--- Start Excerpt ---

October… when the lure of gold hidden in the forested slopes of our local mountains and valleys draws the forager out of their comfortable abode. But, like other forms of gold fever, dangers are present when in pursuit of the fruiting bodies of the mycelium species, otherwise known as funghi. Whether it’s chanterelles or some other mushroom variety you fancy, ’tis the season to pick edible wild mushrooms on Vancouver Island.
Even before your eyes spy one of these delectable morsels gleaming on the forest floor, you can run into serious difficulties. Falling into a hollow or crevasse obscured by bracken is a common occurrence. Spotting one chanterelle usually leads to another, and another, and… oh, look over there! Excitement builds and, before you know it, you’re lost.
Barry Blair, one of Arrowsmith Search and Rescue’s volunteers, has some sage advice for anyone planning to head into the hills to pick mushrooms. Ron Nigut, a supplier of wild mushrooms to locals, restaurants and specialty stores for 27 years, offers some tips about where and how to forage safely. We add a sprinkling of information from BC Forests about where wild mushrooms can legally be picked in BC, and where not. Finally, if you don’t want to forage for your feast yourself, we serve up some suggestions about where you can buy or feast on chanterelles and other seasonal wild mushrooms in Qualicum Beach now.
The ten+ essentials for mushroom pickers – Barry Blair
Over the last two weeks, Arrowsmith Search and Rescue (SAR) has participated in two searches for mushroom pickers on the West Coast, one near Tofino, and the other in the Cook Creek area. Both “call-outs” ended successfully.
In one of the searches, the individual kept moving. The search lasted approximately two full days, and involved four SAR groups from around the Island as well as police resources. In the second search the person stayed in one spot and called 911 immediately. This search lasted only the better part of an afternoon.
Here are some suggestions to help you get home safely so that you can enjoy the fruits of your day’s labour.
First, tell someone where you are going and what time you plan on being home.
Secondly, don’t go alone. If something happens to you, you have a friend to rely on.
Thirdly, if you do find yourself in unfamiliar territory simply stay put.
Besides the containers for collecting your favourite fungi, those people who enjoy heading outdoors to pick their own should also think about taking with them a few items just in case things turn sour.
The “ten+ essentials” to carry with you will fit in a small backpack leaving lots of room for the important stuff. They include but are not limited to: proper clothing and footwear, a fully charged cell phone, a whistle, a fire making kit, food and water, a small first-aid / blister kit, emergency shelter, knife, sun and bug protection, and a flashlight.
Once again, if you find yourself in trouble, stay put and don’t hesitate to call 911 right away.
Enjoy the outdoors – oh, and the mushrooms.
Tips from a seasoned wild mushroom forager – Ron Nigut
“It’s been a great year for mushrooms,” says QB’s Ron Nigut, or “Funghi Ron” as his business card reads. “Some [chanterelles] even came up in July and August.” Ron credits the rains we had during the summer, followed by warm weather. “Chanterelles often produce several flushes through a season.”

--- End Excerpt ---

__Aim 1__
In the mushroom foraging article, how long did the search for the person who kept moving last?
__Aim 2__
Repeat the part of the mushroom foraging article that begins at the words "The ten+ essentials" and stops after the words "to rely on.".
__Aim 3__
Pick up the mushroom foraging article where it stops and continue it.

--- Start Stored records ---

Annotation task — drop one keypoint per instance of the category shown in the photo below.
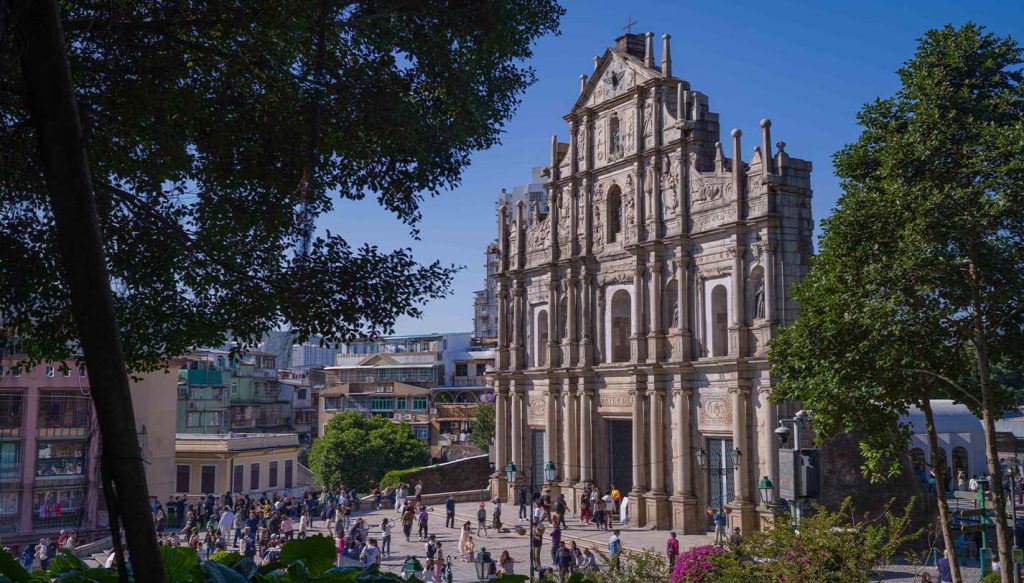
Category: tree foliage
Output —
(918, 291)
(217, 131)
(357, 451)
(482, 423)
(933, 180)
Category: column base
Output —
(743, 515)
(636, 512)
(687, 517)
(658, 511)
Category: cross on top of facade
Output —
(630, 23)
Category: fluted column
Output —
(657, 441)
(587, 421)
(570, 450)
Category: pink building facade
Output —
(49, 442)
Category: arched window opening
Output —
(614, 213)
(918, 458)
(720, 321)
(756, 301)
(621, 326)
(670, 305)
(542, 338)
(614, 139)
(563, 319)
(961, 461)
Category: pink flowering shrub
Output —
(695, 565)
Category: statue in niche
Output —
(648, 189)
(759, 299)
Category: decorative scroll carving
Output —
(619, 401)
(716, 409)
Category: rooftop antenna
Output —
(630, 23)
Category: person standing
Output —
(386, 527)
(672, 549)
(720, 518)
(450, 512)
(614, 548)
(521, 498)
(481, 519)
(408, 517)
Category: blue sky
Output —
(807, 66)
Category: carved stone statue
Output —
(759, 299)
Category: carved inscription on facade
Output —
(716, 410)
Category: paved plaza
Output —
(634, 539)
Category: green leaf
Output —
(225, 557)
(11, 569)
(246, 567)
(66, 561)
(317, 553)
(178, 563)
(297, 573)
(218, 573)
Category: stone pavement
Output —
(634, 539)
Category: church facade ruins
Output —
(633, 315)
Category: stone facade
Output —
(633, 315)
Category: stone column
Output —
(518, 420)
(587, 420)
(551, 425)
(587, 328)
(656, 333)
(657, 498)
(499, 487)
(743, 508)
(683, 295)
(636, 322)
(639, 475)
(552, 346)
(770, 249)
(570, 449)
(769, 443)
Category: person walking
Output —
(423, 516)
(450, 512)
(614, 548)
(720, 518)
(407, 523)
(521, 499)
(481, 519)
(672, 549)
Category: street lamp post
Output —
(550, 472)
(1013, 468)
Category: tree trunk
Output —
(1003, 534)
(940, 487)
(51, 101)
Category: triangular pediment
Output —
(378, 360)
(616, 73)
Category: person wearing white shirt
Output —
(226, 521)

--- End Stored records ---

__Exercise result 1__
About two full days.

__Exercise result 2__
The ten+ essentials for mushroom pickers – Barry Blair
Over the last two weeks, Arrowsmith Search and Rescue (SAR) has participated in two searches for mushroom pickers on the West Coast, one near Tofino, and the other in the Cook Creek area. Both “call-outs” ended successfully.
In one of the searches, the individual kept moving. The search lasted approximately two full days, and involved four SAR groups from around the Island as well as police resources. In the second search the person stayed in one spot and called 911 immediately. This search lasted only the better part of an afternoon.
Here are some suggestions to help you get home safely so that you can enjoy the fruits of your day’s labour.
First, tell someone where you are going and what time you plan on being home.
Secondly, don’t go alone. If something happens to you, you have a friend to rely on.

__Exercise result 3__
Like plants, mushrooms need moisture to start, he says. “Two years ago, we had a dry summer. The rains didn’t come until October, too late.” That was a poor year for chanterelles but, Ron says, it resulted in a bumper crop of pine mushrooms. “Pine mushrooms will be coming on soon,” he says. Some years, pine mushrooms can be found at higher elevations as early as August. Ron has to go as far afield as Sayward occasionally to find a good supply of wild mushrooms, but this year he says there are plenty close to home.
Back in the 1980s, the wild mushroom trade took off in BC. Pine mushrooms were such a sought-after commodity that they sold for as much as $280 per pound — “that’s the price the picker was paid, not the retail price,” says Ron. These mushrooms were whisked onto a plane in Vancouver, and delivered to restaurant tables in Tokyo within 24 hours. Ron also supplied Vancouver restaurants for many years, recalling the many exhausting trips he would take by ferry over and back to Vancouver after a heavy harvest. Prices have come down considerably since those heady days, but the product is no less sought after. In fact, interest in edible mushrooms has sky-rocketed in recent years.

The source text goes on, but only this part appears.